◆ ТЕКСТ ДЛЯ ЧТЕНИЯ:

Х.Х. Но где эта точка? Что мы подразумеваем под диалогом? Нашли ли мы общий язык?

О.И.Генисаретский. Вряд ли диалог и язык, скорее или диалог, или язык!

Г.Л.Станкевич. Я бы сказал так: я не стремлюсь к прояснению того, какой же язык становится носителем диалогического пространства. Мало того, я думаю, что языки как таковые собственно и формируют это диалогическое пространство, в котором возможно появление определенной точки, о которой шла речь.

О.И.Генисаретский. Слова о нужде и тоске возникли сначала из практики, из Сибири, из мест, не столь отдаленных, и не были так заострены экзистенциально и прагматически, как сейчас это сделал Геннадий. Поэтому я обращаю ваше внимание на это заострение: , это гуманитарная философская манера речи, введенная Хайдеггером, - размечать пространство мысли не категориями, экзистенциалами, такими как забота, тревога, болтовня, нужда. А второе, что очень важно в хайдеггеровском контексте, это различение бытия и сущего. Онтологии он оставил для сущего, заговорив о бытии, что схватываемо не дискурсивными конструкциями, а, говоря на манер М.М.Бахтина, ценностными интонациями. Согласитесь, Юрий Вячеславович, что теория деятельности не склонна была вводить что-либо в свою предметную область подобным образом.

Ю.В.Громыко. Здесь я готов согласиться, но с другой стороны, хочу сказать, сколь важно развитие диалогической и коммуникативной структуры по отношению вообще к деятельностной форме

О.И.Генисаретский. Коммуникативной, да. Но она может быть и массовой коммуникацией, бесконечно далекой от личностно окрашенного общения.

Ю.В.Громыко. Речь идет не о массовой коммуникации, а о диалогической стратегии.

◆ СОДЕРЖИМОЕ НАБОРА ДАННЫХ:
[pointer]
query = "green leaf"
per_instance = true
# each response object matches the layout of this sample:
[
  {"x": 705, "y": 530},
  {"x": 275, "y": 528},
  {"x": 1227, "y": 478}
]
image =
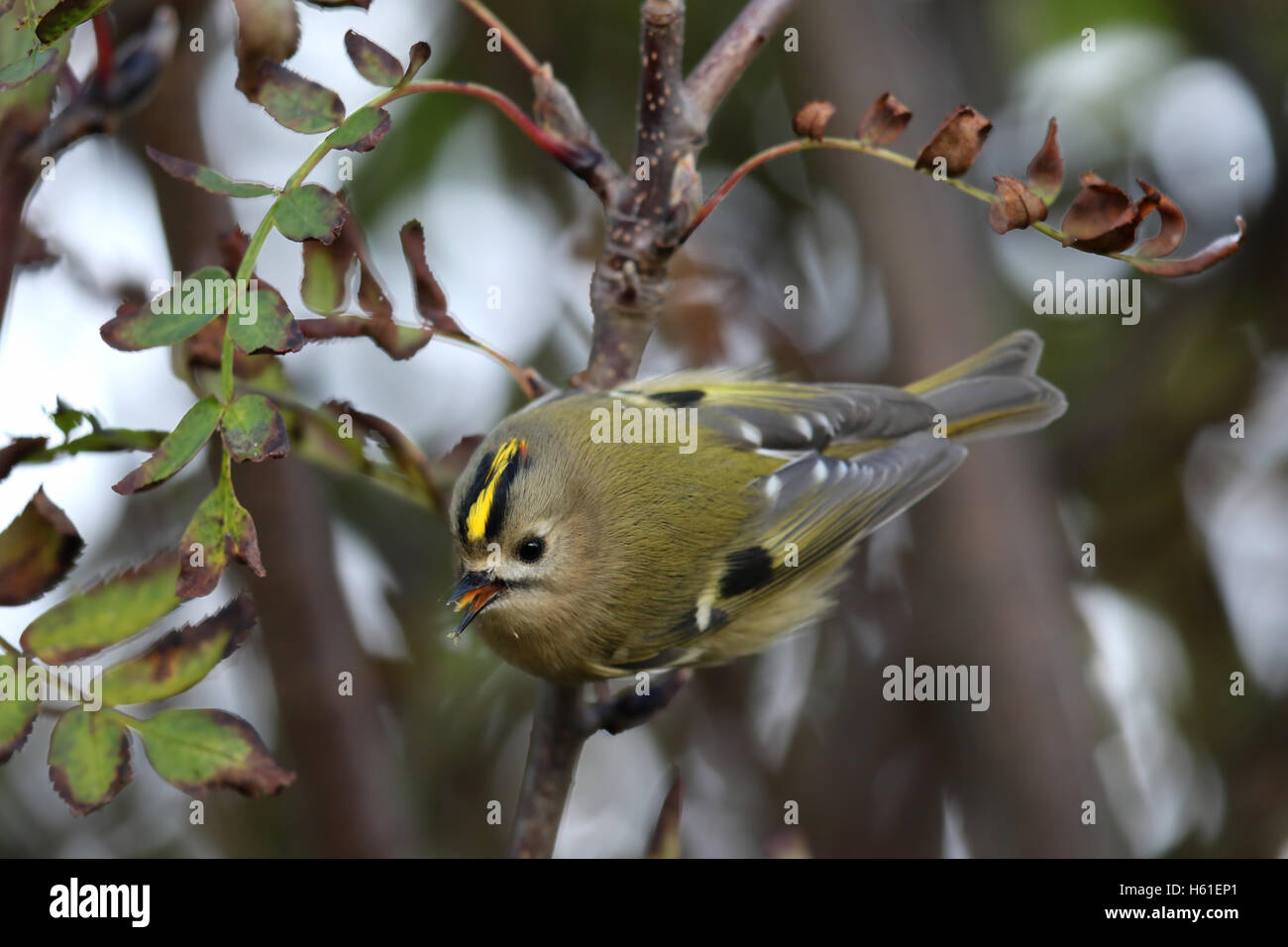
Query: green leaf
[
  {"x": 42, "y": 59},
  {"x": 37, "y": 551},
  {"x": 198, "y": 299},
  {"x": 295, "y": 102},
  {"x": 198, "y": 750},
  {"x": 67, "y": 418},
  {"x": 266, "y": 325},
  {"x": 16, "y": 715},
  {"x": 325, "y": 286},
  {"x": 220, "y": 528},
  {"x": 65, "y": 16},
  {"x": 374, "y": 63},
  {"x": 180, "y": 659},
  {"x": 309, "y": 213},
  {"x": 179, "y": 446},
  {"x": 207, "y": 178},
  {"x": 361, "y": 131},
  {"x": 89, "y": 759},
  {"x": 106, "y": 613},
  {"x": 254, "y": 429}
]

◆ ЧТО СДЕЛАТЬ:
A. Выведите дословно отрывок фрагмента беседы о диалоге от «Г.Л.Станкевич. Я бы» до «которой шла речь.».
B. Изложите фрагмент беседы о диалоге в двух предложениях.

◆ ОТВЕТЫ К ЗАДАНИЯМ:
A.
Г.Л.Станкевич. Я бы сказал так: я не стремлюсь к прояснению того, какой же язык становится носителем диалогического пространства. Мало того, я думаю, что языки как таковые собственно и формируют это диалогическое пространство, в котором возможно появление определенной точки, о которой шла речь.

B. Участники беседы выясняют, что понимать под диалогом и нашли ли они общий язык, и Станкевич полагает, что сами языки формируют диалогическое пространство. Генисаретский указывает, что Геннадий заострил слова о нужде и тоске в гуманитарной философской манере речи, введенной Хайдеггером, а Громыко подчеркивает важность диалогической стратегии, а не массовой коммуникации.